Answer these questions using the notebook excerpt below:
1. What reason does it give for normalizing or standardizing the dataset?
2. How many rows and columns did manual inspection find?
3. What is the name of the pandas dataframe that holds the loaded data?

§ QUOTED PASSAGE:
┄┄┄┄┄┄┄┄┄┄┄┄┄┄┄┄┄┄┄┄

6. Normalize or standardize the dataset so that all features contribute equally in
distance calculations, which is crucial for clustering.

### Subtask 1: Load the dataset ("Dataset.csv") and verify its integrity.

Manual inspection of the dataset determined that there are 900 rows (excluding the header row) and 8 columns. There to satisfy the integrity requirement we take that to mean the row and column counts are equal after the dataframe is loaded.







In [None]:
########
# Subtask 1 - Load the dataset ("Dataset.csv") and verify its integrity.
#
# Purpose: To load the required data from Dataset.csv into a pandas dataframe called 'df' and then to verify its 
#           integrity. Integrity is understood to mean that the correct number of rows and columns have been 
#           loaded that are in agreement with the manual inspection of these counts.

┄┄┄┄┄┄┄┄┄┄┄┄┄┄┄┄┄┄┄┄

§ INFORMATION SHOWN:

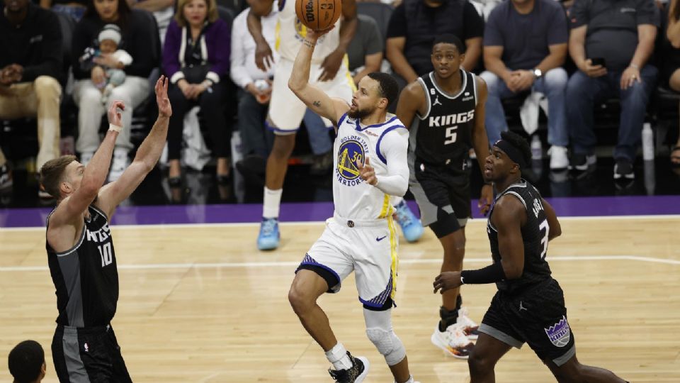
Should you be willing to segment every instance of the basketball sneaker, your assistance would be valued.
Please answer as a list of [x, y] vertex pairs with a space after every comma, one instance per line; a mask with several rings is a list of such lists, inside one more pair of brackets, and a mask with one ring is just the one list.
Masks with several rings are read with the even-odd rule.
[[456, 320], [455, 323], [458, 326], [461, 326], [463, 329], [463, 332], [465, 333], [465, 335], [468, 336], [468, 339], [471, 340], [475, 340], [480, 336], [480, 325], [477, 324], [477, 322], [472, 321], [468, 316], [468, 308], [461, 307], [458, 309], [458, 318]]
[[338, 383], [361, 383], [368, 374], [368, 366], [370, 365], [366, 357], [353, 357], [349, 351], [347, 356], [352, 361], [351, 368], [346, 370], [328, 369], [331, 377]]
[[402, 227], [404, 238], [409, 242], [415, 242], [423, 236], [423, 224], [416, 215], [411, 211], [411, 209], [406, 204], [406, 201], [402, 201], [395, 206], [395, 219]]
[[432, 344], [448, 353], [453, 357], [468, 359], [475, 345], [465, 335], [465, 328], [458, 323], [439, 331], [439, 323], [434, 326], [434, 332], [430, 338]]
[[257, 248], [261, 250], [274, 250], [280, 240], [278, 218], [262, 218], [260, 234], [257, 236]]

┄┄┄┄┄┄┄┄┄┄┄┄┄┄┄┄┄┄┄┄

§ FINAL ANSWER:
1. So that all features contribute equally in distance calculations, which is crucial for clustering.
2. 900 rows, excluding the header row, and 8 columns.
3. df